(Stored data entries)
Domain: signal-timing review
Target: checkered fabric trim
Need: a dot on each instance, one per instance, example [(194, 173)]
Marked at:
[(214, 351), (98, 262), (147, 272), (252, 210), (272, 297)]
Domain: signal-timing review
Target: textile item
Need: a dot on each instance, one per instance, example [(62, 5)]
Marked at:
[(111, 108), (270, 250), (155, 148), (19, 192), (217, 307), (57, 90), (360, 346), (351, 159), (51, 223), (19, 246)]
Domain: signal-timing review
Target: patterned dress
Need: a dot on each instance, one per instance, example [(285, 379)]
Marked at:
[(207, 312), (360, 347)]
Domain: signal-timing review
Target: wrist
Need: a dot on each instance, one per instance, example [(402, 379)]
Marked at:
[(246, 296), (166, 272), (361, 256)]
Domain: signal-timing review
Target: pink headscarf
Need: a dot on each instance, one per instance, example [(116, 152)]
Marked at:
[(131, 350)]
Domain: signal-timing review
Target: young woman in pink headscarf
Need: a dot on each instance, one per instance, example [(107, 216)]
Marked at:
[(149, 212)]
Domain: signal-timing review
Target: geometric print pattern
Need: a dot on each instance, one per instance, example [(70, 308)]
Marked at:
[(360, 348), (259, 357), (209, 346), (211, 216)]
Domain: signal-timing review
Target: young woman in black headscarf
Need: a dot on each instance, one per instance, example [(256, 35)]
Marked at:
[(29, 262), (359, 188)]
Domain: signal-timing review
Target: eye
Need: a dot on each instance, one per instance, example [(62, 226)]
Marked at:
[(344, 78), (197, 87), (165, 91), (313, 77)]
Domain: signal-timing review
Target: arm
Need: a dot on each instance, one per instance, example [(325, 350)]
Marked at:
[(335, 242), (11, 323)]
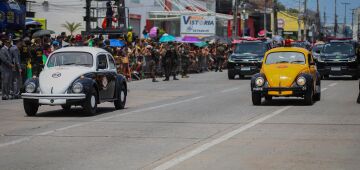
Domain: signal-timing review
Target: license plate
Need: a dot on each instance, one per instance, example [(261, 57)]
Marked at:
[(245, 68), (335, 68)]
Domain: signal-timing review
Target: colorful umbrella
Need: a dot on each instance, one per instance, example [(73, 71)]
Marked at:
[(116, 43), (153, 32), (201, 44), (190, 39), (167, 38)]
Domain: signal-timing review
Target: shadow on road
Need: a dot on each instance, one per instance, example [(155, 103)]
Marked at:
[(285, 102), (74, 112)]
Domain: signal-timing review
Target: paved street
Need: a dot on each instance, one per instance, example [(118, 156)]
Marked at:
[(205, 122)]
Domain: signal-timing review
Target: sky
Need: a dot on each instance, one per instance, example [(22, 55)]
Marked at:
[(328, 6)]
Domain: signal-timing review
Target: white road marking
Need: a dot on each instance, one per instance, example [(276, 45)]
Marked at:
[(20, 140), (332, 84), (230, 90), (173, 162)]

...

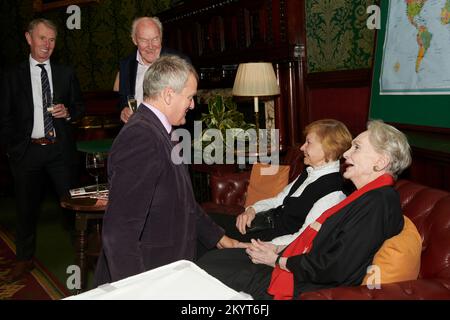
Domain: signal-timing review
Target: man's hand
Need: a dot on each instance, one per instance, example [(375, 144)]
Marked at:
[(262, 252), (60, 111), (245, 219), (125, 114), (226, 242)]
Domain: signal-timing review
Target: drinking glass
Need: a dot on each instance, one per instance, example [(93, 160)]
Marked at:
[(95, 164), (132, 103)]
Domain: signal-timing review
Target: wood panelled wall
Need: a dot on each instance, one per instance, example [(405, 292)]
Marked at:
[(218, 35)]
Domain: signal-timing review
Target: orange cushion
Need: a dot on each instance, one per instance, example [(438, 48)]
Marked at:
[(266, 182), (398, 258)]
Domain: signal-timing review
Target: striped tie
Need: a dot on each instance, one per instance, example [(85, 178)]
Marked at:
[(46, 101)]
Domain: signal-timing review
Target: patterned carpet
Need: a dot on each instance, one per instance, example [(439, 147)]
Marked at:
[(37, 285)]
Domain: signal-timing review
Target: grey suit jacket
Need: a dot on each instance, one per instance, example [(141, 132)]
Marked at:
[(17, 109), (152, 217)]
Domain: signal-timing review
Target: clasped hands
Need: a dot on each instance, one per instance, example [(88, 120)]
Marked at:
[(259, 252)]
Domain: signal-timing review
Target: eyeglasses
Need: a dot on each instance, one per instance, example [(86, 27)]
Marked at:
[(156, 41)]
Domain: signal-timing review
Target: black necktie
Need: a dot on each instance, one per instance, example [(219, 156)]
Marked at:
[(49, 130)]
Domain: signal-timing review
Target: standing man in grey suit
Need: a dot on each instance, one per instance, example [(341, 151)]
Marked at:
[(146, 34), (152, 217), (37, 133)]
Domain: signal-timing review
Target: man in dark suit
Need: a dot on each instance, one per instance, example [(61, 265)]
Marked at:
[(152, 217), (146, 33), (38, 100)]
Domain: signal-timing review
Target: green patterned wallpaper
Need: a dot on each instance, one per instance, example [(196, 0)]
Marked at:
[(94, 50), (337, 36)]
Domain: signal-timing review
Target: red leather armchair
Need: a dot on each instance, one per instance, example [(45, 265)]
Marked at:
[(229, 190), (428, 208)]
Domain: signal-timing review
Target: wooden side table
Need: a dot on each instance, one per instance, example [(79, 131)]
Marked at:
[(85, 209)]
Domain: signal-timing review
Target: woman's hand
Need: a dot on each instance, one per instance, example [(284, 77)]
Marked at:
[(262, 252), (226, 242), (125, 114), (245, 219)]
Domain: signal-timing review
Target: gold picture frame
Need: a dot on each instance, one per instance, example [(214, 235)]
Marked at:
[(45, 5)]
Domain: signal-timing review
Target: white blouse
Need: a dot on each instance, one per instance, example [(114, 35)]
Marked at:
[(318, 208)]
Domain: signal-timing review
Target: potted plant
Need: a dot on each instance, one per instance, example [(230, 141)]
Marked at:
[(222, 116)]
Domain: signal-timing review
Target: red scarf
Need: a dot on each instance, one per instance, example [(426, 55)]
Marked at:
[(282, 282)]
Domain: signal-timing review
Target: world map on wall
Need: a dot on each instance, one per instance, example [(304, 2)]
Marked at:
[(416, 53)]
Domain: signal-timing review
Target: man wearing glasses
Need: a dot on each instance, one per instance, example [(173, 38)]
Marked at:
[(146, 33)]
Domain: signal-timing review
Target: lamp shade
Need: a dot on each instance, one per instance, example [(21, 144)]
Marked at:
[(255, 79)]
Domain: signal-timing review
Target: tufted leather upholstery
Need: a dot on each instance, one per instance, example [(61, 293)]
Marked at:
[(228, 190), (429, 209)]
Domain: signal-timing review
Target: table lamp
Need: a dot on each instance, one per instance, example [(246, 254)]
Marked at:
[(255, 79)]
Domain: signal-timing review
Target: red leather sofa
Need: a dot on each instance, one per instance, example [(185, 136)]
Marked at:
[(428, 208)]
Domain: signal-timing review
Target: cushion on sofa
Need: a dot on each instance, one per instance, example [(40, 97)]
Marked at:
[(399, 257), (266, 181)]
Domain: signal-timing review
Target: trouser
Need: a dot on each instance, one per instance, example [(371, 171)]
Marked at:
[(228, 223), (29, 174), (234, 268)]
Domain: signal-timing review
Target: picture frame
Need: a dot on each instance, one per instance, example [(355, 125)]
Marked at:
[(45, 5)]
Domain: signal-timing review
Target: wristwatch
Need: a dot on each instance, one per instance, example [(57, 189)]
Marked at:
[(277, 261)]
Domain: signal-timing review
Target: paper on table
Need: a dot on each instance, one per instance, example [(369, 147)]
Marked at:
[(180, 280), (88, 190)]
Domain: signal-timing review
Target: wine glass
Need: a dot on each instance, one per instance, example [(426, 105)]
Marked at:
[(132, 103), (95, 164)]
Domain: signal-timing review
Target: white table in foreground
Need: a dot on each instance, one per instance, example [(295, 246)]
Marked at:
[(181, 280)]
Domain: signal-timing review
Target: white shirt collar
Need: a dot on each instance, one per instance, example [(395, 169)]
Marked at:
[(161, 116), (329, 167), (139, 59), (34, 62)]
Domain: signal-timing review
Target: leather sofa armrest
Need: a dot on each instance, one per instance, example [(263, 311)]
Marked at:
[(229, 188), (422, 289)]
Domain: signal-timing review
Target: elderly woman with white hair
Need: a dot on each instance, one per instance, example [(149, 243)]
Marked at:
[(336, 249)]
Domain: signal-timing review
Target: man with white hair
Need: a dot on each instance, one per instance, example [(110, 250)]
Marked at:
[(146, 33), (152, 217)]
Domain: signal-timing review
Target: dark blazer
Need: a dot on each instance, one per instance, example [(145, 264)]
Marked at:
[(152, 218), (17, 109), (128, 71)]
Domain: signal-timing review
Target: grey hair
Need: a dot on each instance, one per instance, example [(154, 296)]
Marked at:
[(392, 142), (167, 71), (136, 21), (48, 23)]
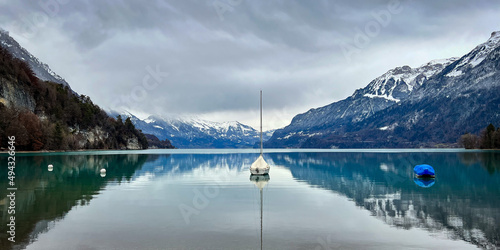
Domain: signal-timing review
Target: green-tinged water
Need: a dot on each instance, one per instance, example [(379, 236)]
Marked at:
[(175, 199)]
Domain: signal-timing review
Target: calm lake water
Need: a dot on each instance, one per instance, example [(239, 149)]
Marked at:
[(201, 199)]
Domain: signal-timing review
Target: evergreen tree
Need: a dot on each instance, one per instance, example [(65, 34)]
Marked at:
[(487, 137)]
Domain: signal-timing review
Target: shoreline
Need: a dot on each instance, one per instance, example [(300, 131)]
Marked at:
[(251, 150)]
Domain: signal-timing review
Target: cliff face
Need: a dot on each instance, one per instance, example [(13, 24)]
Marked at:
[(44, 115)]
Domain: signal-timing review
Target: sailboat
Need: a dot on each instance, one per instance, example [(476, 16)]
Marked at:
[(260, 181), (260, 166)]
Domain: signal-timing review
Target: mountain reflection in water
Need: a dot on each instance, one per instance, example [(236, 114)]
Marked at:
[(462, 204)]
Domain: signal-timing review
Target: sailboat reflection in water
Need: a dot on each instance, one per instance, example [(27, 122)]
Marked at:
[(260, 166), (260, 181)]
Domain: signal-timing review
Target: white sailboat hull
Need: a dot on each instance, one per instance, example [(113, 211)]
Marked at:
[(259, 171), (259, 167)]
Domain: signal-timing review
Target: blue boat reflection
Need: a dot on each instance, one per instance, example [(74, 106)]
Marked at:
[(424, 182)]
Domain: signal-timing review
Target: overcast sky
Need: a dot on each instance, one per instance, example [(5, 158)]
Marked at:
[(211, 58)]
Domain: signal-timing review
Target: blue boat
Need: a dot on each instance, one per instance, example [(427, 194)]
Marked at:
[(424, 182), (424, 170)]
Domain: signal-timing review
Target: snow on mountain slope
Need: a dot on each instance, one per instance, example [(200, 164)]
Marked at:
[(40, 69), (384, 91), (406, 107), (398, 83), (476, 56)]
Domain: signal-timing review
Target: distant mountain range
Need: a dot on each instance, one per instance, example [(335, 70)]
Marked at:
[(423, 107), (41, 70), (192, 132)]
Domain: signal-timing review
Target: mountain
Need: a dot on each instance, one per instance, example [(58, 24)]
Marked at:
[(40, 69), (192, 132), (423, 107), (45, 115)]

## [What is needed]
Work out how many lines in the preceding data include the word "woman". State only that number.

## [Task answer]
4